Although Evans reported her findings at the meeting of the Society of American Bacteriologists in 1917 and published them in the Journal of Infectious Diseases in 1918, her discovery was largely ignored. She was neither a man nor a physician nor a researcher with a doctorate. Critics also noted that if the microbes were the same, why were there no sweeping cases of Malta fever in the United States? In fact, the disease did exist but was often misdiagnosed since, in mild cases, its symptoms echoed those of other sicknesses, such as influenza, rheumatism, or tuberculosis.

The fury died down for a few years, during which Evans moved to the U.S. Public Health Service in 1918 as an assistant bacteriologist in the Hygienic Laboratories (later the National Institutes of Health, or NIH). While researching new diseases such as influenza, meningitis, and streptococcal infections, other researchers took up the problem of undulant fever. Soon researchers from other countries concurred with Evans’s conclusion. But it took agreement from Cornell University’s Charles M. Carpenter to set the wheels in motion for the widespread pasteurization of milk to be adopted in the United States. Carpenter did his own experiments and found that the same germ that caused both Malta, or undulant, fever in humans caused contagious abortion in animals. In 1920 Karl F. Meyer of the University of California suggested that a new genus, Brucella, be adopted to include both organisms, and because the germ could be transmitted to humans by handling infected cattle or from cows’ milk, the dairy industry was forced to pasteurize all milk by the 1930s.

Sadly, Evans contracted undulant fever herself in 1922, while doing her research. The effects stayed with her for more than twenty years. She was often quoted as noting, “It seems as if those bugs had a special animosity toward me, since I made that discovery” (Current Biography [1943], p. 200).

In 1930 Evans was a delegate to the first International Microbiological Congress in Paris, France, and she also attended the second congress, in 1936 in London, England. She was a member of a number of associations, including the Society of American Bacteriologists, of which she was the first female president (1928). She also served as a member of the National Research Council’s Committee on Infectious Abortion from 1925 to 1931. She was the author of many papers published in journals such as the Journal of Bacteriology, the Journal of Immunology, and Science.

Exercise tasks:
A. Please retype the passage on Evans and undulant fever, starting with "In 1930 Evans" and going on through "Immunology, and Science.".
B. Write what comes next in the passage on Evans and undulant fever, picking up after its final sentence.

(Extracted data entries)
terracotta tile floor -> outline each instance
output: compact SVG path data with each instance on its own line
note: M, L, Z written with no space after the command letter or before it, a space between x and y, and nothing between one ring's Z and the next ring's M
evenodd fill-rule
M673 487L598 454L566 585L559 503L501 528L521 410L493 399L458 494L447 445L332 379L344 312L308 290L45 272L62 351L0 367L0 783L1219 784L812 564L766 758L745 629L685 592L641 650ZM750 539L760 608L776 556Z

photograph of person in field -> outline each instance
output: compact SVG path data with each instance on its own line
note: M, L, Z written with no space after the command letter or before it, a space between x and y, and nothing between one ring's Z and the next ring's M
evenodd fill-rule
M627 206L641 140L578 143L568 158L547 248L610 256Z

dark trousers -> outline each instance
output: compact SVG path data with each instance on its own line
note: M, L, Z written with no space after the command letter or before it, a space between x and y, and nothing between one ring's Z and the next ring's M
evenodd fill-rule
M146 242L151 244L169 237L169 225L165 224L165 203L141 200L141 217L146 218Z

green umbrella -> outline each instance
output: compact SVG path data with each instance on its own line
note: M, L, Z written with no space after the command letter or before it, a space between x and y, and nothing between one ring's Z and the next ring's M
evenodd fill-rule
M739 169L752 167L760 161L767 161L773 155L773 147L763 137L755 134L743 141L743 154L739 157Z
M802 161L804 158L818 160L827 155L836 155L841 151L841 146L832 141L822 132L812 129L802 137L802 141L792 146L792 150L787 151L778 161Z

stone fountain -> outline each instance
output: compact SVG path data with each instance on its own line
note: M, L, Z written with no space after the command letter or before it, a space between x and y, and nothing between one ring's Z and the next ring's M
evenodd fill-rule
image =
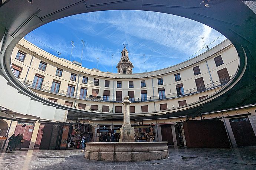
M124 105L124 124L120 129L119 142L85 143L85 158L91 160L112 162L133 162L164 159L169 156L167 142L135 142L134 129L130 123L128 96Z

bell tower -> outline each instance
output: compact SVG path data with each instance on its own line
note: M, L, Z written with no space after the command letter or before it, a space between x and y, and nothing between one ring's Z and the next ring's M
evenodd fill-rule
M134 66L129 59L129 52L126 49L125 42L123 45L124 48L121 52L121 59L117 64L117 73L122 74L131 74L132 73L132 68Z

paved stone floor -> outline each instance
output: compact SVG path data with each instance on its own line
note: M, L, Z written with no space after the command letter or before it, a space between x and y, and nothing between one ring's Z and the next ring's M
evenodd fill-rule
M17 151L0 153L0 169L253 169L256 147L235 149L170 148L164 160L133 162L88 160L81 150Z

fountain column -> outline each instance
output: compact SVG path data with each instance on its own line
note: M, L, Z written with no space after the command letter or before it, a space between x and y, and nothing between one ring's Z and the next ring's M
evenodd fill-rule
M120 128L119 142L135 142L134 128L130 124L130 104L129 96L125 96L122 104L124 105L124 124Z

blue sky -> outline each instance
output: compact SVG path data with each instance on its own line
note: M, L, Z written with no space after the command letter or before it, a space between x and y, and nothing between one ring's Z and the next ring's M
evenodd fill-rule
M124 41L134 73L145 72L174 65L184 61L221 34L200 23L169 14L139 11L108 11L76 15L52 22L29 34L45 45L61 53L69 60L80 62L85 42L82 66L102 71L116 73ZM55 55L58 53L31 36L26 40ZM209 46L210 48L226 39L223 35ZM205 51L203 49L193 57Z

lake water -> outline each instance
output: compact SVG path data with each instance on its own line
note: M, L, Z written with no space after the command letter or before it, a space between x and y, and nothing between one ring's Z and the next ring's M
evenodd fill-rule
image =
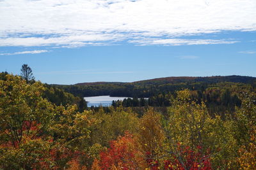
M109 106L112 104L113 101L122 101L124 99L129 97L110 97L109 96L100 96L95 97L85 97L84 99L87 101L87 106L91 107L93 106L98 107L100 106Z

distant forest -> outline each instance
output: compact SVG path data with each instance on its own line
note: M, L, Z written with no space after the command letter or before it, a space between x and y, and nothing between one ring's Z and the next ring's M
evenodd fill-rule
M256 169L253 78L63 86L23 67L0 73L0 169ZM81 97L126 90L109 107Z
M241 76L211 77L167 77L132 83L95 82L73 85L51 85L74 96L129 97L113 101L113 106L166 107L175 92L189 89L198 103L204 102L210 113L232 113L241 105L238 96L242 91L255 91L256 78ZM148 99L143 99L145 97ZM141 99L140 99L141 98Z

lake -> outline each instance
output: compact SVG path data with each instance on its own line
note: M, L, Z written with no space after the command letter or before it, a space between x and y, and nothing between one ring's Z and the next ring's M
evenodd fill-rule
M110 96L100 96L94 97L85 97L84 99L87 101L87 106L91 107L92 106L95 107L102 106L109 106L112 104L113 101L122 101L124 99L127 99L126 97L110 97Z

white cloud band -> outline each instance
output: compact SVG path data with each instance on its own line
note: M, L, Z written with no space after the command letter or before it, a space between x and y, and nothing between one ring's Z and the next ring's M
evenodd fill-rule
M3 0L0 46L231 43L177 38L255 31L255 0Z

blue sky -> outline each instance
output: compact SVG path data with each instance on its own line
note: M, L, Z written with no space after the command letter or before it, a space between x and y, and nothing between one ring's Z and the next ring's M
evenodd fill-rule
M254 0L0 1L0 71L44 83L256 77Z

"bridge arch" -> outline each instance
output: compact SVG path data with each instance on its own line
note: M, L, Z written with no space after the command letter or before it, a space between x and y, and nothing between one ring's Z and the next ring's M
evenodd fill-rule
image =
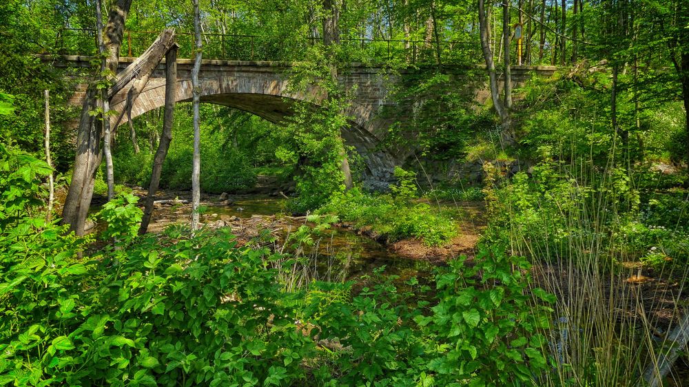
M237 74L202 73L200 75L202 103L214 103L243 110L258 116L274 123L280 124L294 114L292 107L298 101L307 101L318 108L318 103L324 94L318 86L309 87L304 93L294 93L287 85L287 81L280 74L256 76L251 74L242 76ZM132 109L132 118L165 105L165 79L152 78L146 87L136 98ZM188 78L178 78L175 100L177 102L192 101L192 83ZM127 90L114 96L111 108L121 112L124 107ZM356 101L351 103L345 114L351 117L342 135L344 142L354 147L362 156L367 167L366 180L374 186L386 184L390 180L395 165L393 158L378 149L378 139L371 133L375 127L369 118L372 112L366 106ZM126 123L126 115L120 125ZM111 118L111 121L116 117ZM373 122L375 125L375 122Z

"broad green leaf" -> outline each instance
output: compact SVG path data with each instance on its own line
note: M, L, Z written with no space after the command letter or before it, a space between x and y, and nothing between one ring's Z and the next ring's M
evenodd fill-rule
M478 323L481 321L481 314L476 309L462 312L462 316L464 317L464 321L466 322L466 324L472 328L475 328L478 326Z
M68 351L74 348L72 341L67 336L58 336L55 337L52 340L52 345L55 347L55 349L61 351Z

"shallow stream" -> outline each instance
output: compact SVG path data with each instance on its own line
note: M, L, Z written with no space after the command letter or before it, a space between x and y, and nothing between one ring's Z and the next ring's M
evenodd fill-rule
M294 233L302 224L302 218L293 218L280 214L284 213L285 200L265 196L236 196L232 204L206 200L201 222L212 223L220 220L232 221L236 218L248 222L258 217L278 215L280 226L286 233ZM162 206L154 211L153 229L176 222L189 221L189 205ZM163 223L164 224L161 224ZM313 226L313 224L309 224ZM400 276L404 281L411 277L431 275L433 265L427 262L409 259L390 251L384 245L349 228L333 227L314 236L313 247L306 249L305 255L313 262L313 275L321 280L353 280L371 274L374 270L385 266L384 273ZM316 273L317 271L317 273Z

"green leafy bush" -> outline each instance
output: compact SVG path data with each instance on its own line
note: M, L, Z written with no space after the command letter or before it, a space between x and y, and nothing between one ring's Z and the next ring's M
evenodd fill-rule
M504 249L482 248L473 264L466 261L451 261L451 269L436 277L433 314L415 317L435 349L427 353L426 366L434 381L534 385L550 368L542 333L550 327L555 296L530 289L530 264Z
M528 292L552 296L530 288L522 259L482 250L473 266L440 269L433 292L415 278L400 291L382 269L356 293L352 282L287 291L291 260L238 247L227 229L136 237L135 202L104 207L106 236L127 243L90 257L92 240L66 227L7 224L0 384L533 386L545 370L548 309Z
M121 193L105 203L98 217L107 223L101 236L130 241L138 233L138 224L143 211L136 207L138 198L131 193Z
M333 196L319 212L337 214L358 228L369 227L390 242L418 238L429 246L440 246L457 233L450 213L404 196L372 196L358 188Z

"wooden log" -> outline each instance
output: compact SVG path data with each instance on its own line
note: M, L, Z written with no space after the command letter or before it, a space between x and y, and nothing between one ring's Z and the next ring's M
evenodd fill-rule
M148 224L151 221L151 214L153 213L153 196L158 191L161 182L161 174L163 171L163 164L167 156L167 150L172 141L172 123L174 119L175 94L177 90L177 47L173 45L165 54L165 109L163 114L163 134L158 143L158 150L153 160L153 170L151 171L151 184L148 187L148 195L146 196L146 204L141 218L141 225L138 229L139 234L144 234L148 229Z

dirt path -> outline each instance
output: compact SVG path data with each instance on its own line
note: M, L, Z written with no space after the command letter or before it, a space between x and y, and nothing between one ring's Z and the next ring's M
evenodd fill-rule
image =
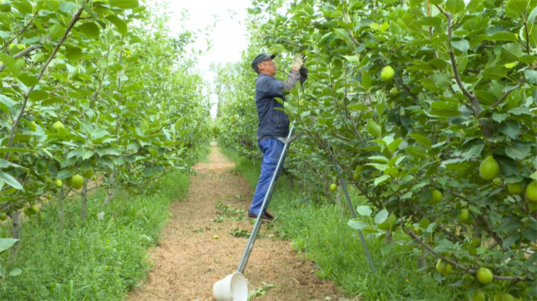
M171 205L162 244L151 254L155 267L148 281L129 300L213 300L213 285L237 269L248 238L231 232L253 227L241 220L246 214L240 212L247 212L253 191L241 175L231 173L233 163L212 146L210 163L193 167L198 175L191 177L187 199ZM213 221L217 218L222 221ZM274 232L266 225L260 231L265 236L256 241L244 276L254 287L262 287L262 282L276 287L257 300L340 299L333 284L319 280L315 264L298 258L288 241L270 238Z

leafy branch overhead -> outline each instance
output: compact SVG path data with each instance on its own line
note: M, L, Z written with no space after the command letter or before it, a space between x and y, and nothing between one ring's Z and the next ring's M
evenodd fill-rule
M295 53L308 56L304 89L286 96L307 134L286 161L304 193L330 193L333 155L369 203L350 227L386 252L400 245L433 260L420 270L459 298L537 297L537 2L253 4L245 62L279 53L285 69ZM247 95L252 80L229 71L240 78L231 90ZM255 112L246 97L225 100L226 129ZM220 139L255 150L251 127ZM390 240L393 232L408 239Z

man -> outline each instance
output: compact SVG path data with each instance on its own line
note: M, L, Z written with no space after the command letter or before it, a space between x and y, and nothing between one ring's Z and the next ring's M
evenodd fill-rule
M264 222L274 220L274 216L266 211L266 208L262 208L261 205L284 149L282 141L289 133L289 120L282 111L284 106L275 98L285 101L284 92L291 91L299 80L304 82L307 78L307 69L303 67L304 56L299 54L293 61L287 79L284 81L277 80L274 77L276 65L272 60L275 56L275 54L260 54L252 61L252 68L258 74L255 82L255 107L259 118L257 144L263 153L263 159L261 175L248 211L248 218L257 219L260 214L261 220ZM266 204L268 206L268 204Z

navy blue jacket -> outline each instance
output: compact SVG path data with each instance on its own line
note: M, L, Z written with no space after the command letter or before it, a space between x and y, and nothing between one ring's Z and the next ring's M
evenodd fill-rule
M266 74L257 76L255 82L255 107L259 118L257 140L260 141L287 137L289 134L289 118L283 111L284 105L274 99L278 98L285 101L283 90L283 81Z

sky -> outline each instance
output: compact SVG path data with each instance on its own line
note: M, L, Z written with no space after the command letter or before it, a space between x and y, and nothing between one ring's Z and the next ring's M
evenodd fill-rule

Responses by task:
A.
In 1930 Evans was a delegate to the first International Microbiological Congress in Paris, France, and she also attended the second congress, in 1936 in London, England. She was a member of a number of associations, including the Society of American Bacteriologists, of which she was the first female president (1928). She also served as a member of the National Research Council’s Committee on Infectious Abortion from 1925 to 1931. She was the author of many papers published in journals such as the Journal of Bacteriology, the Journal of Immunology, and Science.

B.
After twenty-seven years with the NIH, Evans retired in 1945. She did not, however, leave microbiology. She served as honorary president of the Inter-American Committee on Brucellosis until 1957. In recognition of her contributions to science, she was elected an honorary member of the American Society for Microbiology in 1975. Evans, who never married, died in Alexandria, Virginia. Renowned for her efforts to get milk pasteurized after proving that raw milk was the major cause of undulant fever, or brucellosis, in human beings, she was also the first woman to hold a senior appointment in the federal government in the early decades of the twentieth century.


Evans’s papers and unpublished autobiography, “Memoirs,” are in the National Library of Medicine in Bethesda, Md., and the American Society for Microbiology Archives at the University of Maryland. Some correspondence is held at the Cornell University Libraries. She is profiled in a number of reference texts and her biography and picture appear in Current Biography (1943), pp. 198–200. Other sources tracing her work can be found in the entry on Evans in Patricia Joan Siegel and Kay Thomas Finley, Women in the Scientific Search: An American Bio-Bibliography, 1724–1979 (1985). For contemporary articles on her and her work, see Paul de Kruif, “ ‘Before You Drink a Glass of Milk’: The Story of a Woman’s Discovery of a New Disease,” Ladies’ Home Journal, Sept. 1929, reprinted in de Kruif, Men against Death (1932), in which Evans is the only woman scientist whose work is covered. An obituary is in the New York Times, 7 Sept. 1975.